> **Reading text**:
1979
What Shall I Cook for Supper?

“What Shall I Cook for Supper?” Ensign, Feb. 1979, 64

What Shall I Cook for Supper?

If you’re tired of asking yourself over and over again, every day of every week, “What shall I cook for supper?” the answer is simple: plan a four-week rotating menu. This became my solution when I felt frustrated by kitchen duties. Step by step it goes like this:

First, list your family’s favorite main dishes. You probably won’t remember all of them at once, so tape the list on a cupboard door and add to it as you think of the dishes. (Going through your recipe file helps.)

Second, note on this same paper how often your family likes to have these dishes repeated during a four-week period.

Third, using a blank menu-plan sheet (draw squares or use a blank calendar), list each of these main dishes in a separate square.

Fourth, cut out all the squares and place them in any order you wish on another menu-plan sheet. Select the easily prepared dishes for Primary or other busy days. Plan for variety so you don’t serve hamburger for instance, three days in a row.

> **Short problem A**: Show every line of the records that contains the word "plastic", with case counting.

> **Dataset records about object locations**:
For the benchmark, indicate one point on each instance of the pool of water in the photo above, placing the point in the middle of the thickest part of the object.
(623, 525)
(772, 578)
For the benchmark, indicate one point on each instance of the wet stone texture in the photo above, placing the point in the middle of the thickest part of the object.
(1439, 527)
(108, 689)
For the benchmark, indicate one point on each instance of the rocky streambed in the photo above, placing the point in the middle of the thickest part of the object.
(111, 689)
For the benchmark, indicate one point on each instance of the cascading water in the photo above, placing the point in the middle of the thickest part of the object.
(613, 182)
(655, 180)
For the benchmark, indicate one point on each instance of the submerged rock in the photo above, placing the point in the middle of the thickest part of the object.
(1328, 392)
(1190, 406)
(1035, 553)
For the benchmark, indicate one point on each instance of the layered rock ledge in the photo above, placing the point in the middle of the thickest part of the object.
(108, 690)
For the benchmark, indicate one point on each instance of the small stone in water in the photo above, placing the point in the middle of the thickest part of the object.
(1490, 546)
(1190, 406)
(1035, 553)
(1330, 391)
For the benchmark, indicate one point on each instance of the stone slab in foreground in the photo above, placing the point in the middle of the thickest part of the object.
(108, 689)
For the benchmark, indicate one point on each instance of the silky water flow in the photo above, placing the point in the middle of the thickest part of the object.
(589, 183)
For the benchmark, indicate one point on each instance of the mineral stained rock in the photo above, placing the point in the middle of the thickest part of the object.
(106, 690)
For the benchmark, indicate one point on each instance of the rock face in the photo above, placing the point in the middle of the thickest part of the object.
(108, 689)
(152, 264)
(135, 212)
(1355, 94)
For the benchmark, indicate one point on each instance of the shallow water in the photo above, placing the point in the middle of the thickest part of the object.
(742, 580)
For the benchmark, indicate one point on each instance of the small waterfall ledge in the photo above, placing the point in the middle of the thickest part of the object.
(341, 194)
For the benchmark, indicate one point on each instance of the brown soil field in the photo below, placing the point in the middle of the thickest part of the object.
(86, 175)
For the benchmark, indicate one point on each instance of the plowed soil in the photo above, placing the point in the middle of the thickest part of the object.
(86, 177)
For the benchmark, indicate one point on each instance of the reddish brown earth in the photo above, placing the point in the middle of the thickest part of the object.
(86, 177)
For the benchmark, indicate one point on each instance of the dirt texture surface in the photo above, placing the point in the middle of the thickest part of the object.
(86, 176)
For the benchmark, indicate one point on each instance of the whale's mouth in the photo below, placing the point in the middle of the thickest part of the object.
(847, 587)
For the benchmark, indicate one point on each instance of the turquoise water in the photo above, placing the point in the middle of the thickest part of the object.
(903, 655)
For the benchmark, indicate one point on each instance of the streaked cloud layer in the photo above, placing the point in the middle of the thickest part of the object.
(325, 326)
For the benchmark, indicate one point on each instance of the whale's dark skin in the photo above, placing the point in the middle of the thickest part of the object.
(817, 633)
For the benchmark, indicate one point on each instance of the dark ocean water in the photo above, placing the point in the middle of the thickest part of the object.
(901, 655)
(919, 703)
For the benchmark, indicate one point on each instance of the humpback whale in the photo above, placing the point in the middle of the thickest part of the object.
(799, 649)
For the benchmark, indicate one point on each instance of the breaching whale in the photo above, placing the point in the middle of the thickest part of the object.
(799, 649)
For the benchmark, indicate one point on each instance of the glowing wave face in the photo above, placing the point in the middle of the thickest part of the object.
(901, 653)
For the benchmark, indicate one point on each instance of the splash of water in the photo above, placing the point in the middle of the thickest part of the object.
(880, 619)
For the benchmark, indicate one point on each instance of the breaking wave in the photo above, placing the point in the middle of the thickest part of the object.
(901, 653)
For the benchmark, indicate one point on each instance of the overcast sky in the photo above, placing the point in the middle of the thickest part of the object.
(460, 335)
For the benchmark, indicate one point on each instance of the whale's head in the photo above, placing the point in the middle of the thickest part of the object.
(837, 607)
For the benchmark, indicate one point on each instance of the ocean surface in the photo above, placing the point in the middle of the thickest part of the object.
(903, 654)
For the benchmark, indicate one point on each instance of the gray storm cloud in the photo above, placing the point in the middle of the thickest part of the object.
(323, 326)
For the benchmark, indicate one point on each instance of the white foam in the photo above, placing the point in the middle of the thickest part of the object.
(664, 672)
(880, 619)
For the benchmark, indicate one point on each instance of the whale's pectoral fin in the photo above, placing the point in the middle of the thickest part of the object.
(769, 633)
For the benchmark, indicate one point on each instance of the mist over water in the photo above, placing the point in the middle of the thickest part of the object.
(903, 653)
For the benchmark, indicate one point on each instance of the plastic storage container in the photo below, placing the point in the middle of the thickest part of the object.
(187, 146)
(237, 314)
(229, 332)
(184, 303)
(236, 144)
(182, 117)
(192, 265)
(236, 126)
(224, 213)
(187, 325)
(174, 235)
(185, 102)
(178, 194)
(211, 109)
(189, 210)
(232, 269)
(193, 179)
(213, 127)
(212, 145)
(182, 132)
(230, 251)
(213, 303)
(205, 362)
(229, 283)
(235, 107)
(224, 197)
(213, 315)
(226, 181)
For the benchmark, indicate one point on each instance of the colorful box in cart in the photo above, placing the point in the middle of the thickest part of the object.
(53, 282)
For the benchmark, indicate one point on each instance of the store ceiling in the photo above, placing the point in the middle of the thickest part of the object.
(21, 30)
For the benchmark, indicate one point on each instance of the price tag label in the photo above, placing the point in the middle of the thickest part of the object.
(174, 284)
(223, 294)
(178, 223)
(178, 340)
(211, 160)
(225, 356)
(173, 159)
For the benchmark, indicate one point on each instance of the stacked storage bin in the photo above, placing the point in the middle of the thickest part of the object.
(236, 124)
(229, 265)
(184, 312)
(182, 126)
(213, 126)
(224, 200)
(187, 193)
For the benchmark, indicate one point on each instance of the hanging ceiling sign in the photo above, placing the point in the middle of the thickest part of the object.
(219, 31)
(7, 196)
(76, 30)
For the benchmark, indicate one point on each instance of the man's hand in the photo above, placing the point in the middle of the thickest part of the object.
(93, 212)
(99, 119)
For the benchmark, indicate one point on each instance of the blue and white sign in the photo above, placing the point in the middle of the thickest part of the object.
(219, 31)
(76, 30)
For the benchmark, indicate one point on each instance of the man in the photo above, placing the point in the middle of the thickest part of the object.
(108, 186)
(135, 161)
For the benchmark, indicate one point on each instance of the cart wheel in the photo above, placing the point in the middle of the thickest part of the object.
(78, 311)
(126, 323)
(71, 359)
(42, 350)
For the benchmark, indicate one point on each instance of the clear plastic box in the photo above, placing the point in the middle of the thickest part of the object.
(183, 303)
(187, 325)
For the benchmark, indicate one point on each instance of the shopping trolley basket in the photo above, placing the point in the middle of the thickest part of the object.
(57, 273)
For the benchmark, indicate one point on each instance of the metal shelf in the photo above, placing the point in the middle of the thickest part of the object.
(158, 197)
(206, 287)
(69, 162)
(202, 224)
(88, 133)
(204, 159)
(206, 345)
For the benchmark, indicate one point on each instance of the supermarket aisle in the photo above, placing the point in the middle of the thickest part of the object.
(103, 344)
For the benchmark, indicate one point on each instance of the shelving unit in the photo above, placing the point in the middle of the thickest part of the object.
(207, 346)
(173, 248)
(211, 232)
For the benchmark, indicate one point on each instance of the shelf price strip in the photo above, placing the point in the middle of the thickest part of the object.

> **Short problem B**: Supply the next part of the article on planning supper menus, picking up after its last sentence.

> **Written reply A**:
For the benchmark, indicate one point on each instance of the plastic storage container in the photo below, placing the point in the middle of the thickest part of the object.
For the benchmark, indicate one point on each instance of the clear plastic box in the photo above, placing the point in the middle of the thickest part of the object.

> **Written reply B**:
If you aren’t sure of your arrangement, you might want to tape or pin the squares on and switch them around for awhile.

Be flexible—don’t be a slave to the plan. You can skip, trade, change, or go out to eat if you want to. But the plan is there when you want it. It may also help to list side dishes that go well with your main dishes.

Check your menu plan at lunch time; then you still have time to thaw the meat, set the jello for salad, and make sure the ingredients are on hand.

Let the family help in the planning. Children are delighted when they add a dish to the menu. My husband and oldest son have originated (and like to prepare) their own main dishes.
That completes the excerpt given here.